#### To do:
From the data, return each line holding the word "every".

[Items from a dataset]

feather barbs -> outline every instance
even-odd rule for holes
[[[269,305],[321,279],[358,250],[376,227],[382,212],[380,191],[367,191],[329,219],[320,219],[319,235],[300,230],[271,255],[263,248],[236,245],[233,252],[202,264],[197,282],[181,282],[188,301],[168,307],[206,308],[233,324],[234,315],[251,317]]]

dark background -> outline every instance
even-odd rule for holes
--
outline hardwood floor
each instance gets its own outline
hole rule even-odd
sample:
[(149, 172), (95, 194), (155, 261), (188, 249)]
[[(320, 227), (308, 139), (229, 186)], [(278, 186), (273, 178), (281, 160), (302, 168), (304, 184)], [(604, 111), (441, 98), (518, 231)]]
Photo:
---
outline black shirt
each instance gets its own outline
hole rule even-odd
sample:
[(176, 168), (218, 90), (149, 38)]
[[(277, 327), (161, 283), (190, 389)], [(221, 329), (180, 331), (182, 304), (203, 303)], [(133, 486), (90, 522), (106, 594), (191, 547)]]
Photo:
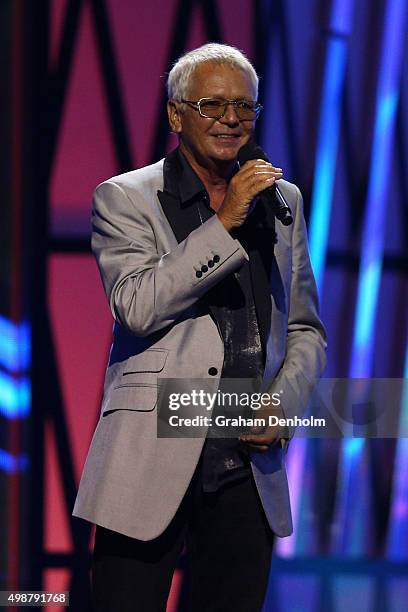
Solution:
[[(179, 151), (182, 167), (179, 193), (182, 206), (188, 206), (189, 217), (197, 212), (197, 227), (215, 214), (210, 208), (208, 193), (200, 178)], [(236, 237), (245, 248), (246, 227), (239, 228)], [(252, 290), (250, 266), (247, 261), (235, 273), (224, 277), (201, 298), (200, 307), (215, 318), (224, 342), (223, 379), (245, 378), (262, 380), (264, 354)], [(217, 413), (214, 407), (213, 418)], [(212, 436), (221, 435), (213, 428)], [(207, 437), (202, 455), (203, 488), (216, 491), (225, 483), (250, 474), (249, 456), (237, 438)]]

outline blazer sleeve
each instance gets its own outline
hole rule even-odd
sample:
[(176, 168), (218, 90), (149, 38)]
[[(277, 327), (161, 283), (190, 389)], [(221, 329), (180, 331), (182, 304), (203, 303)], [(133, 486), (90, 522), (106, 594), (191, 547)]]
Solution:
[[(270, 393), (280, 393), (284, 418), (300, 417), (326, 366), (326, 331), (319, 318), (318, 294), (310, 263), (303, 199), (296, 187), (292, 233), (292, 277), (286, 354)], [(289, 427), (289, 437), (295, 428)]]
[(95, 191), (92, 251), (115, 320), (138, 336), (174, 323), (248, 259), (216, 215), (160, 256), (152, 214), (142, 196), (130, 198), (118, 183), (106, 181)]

#### Solution for this exercise:
feather barbs -> outline every instance
dark background -> outline every instance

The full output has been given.